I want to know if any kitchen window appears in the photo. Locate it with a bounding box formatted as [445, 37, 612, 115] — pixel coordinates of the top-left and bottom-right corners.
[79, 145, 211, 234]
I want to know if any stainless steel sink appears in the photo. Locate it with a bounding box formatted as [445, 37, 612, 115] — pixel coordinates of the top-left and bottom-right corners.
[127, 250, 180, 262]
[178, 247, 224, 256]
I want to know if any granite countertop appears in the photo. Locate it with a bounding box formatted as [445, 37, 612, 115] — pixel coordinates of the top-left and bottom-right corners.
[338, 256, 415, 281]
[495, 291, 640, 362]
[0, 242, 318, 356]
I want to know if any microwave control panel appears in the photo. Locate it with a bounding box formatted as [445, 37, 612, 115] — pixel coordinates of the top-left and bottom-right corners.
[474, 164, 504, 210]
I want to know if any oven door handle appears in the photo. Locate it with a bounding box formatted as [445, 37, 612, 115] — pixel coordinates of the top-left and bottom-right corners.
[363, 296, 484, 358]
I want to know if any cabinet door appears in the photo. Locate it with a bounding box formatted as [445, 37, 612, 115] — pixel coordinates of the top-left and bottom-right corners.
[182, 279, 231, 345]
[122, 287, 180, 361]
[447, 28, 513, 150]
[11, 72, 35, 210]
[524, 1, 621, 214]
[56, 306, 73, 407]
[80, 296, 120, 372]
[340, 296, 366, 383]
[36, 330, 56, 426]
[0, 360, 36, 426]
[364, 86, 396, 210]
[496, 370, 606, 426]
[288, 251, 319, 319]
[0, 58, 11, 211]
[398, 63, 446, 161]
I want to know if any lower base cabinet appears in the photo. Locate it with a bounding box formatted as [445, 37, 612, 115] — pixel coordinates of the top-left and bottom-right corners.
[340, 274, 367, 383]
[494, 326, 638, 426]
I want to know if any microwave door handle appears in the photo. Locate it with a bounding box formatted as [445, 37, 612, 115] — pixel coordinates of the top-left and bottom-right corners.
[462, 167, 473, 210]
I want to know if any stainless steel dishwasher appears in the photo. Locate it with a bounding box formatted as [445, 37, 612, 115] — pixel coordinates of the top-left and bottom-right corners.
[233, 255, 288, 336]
┄┄┄┄┄┄
◆ **GOAL**: Reproduce the listing above in full, swapping each "top-left" for "upper-left" and leaving everything else unchanged.

◆ **OUTPUT BELOW**:
I want to know if any kitchen window appears in the photo. Locate it with a bounding box formatted as [445, 37, 612, 115] — pixel coordinates of the upper-left and bottom-right corners.
[79, 145, 211, 234]
I want to know if any stainless steel sink appears in the photo. Locate it with a bounding box formatted as [445, 37, 612, 115] — pixel coordinates of the upper-left and bottom-right corners.
[127, 250, 180, 262]
[178, 247, 224, 256]
I want to know if any granite countertop appears in the photo. Locate it with a bounding box formatted as [445, 37, 612, 115] — pixel coordinates of the upper-left and bottom-right corners.
[338, 256, 415, 281]
[495, 291, 640, 362]
[0, 242, 318, 356]
I want to know if any microwave control panel appears in the photo. Locate it with a bounding box formatted as [445, 37, 612, 115] — pixel coordinates of the upper-left and bottom-right corners.
[474, 164, 504, 210]
I want to know if any oven door handle appears in the photo. Locate it with a bounding box formatted as [445, 37, 612, 115] — pixel coordinates of the upper-left and bottom-right corners.
[363, 296, 484, 358]
I want to know if any cabinet door appears in the photo. Locate it with a bounding box formatted as [445, 37, 612, 115] — pixel coordinates of the upper-left and bottom-right corners.
[182, 279, 231, 345]
[122, 287, 180, 361]
[447, 28, 513, 150]
[11, 72, 35, 210]
[524, 1, 621, 214]
[56, 306, 73, 407]
[80, 296, 120, 372]
[340, 296, 366, 383]
[36, 330, 56, 426]
[0, 360, 36, 426]
[364, 86, 396, 210]
[496, 370, 606, 426]
[288, 251, 319, 319]
[0, 58, 11, 211]
[398, 63, 446, 161]
I want to know if any lower base cabinet appears in the photo. Locate it with a bounding box formatted as [445, 37, 612, 115] — pixel coordinates of the upper-left and bottom-right corners.
[340, 274, 367, 383]
[494, 326, 638, 426]
I want to know if any microwave door handle appears in the photo. Locate it with a bounding box formatted as [445, 37, 612, 115] — pixel coordinates of the upper-left and bottom-right corners.
[462, 167, 473, 210]
I want to know if any stainless steel dishwasher appears in the photo. Locate it with a bounding box formatted as [445, 37, 612, 115] — pixel coordinates of the upper-left and bottom-right corners.
[233, 255, 288, 336]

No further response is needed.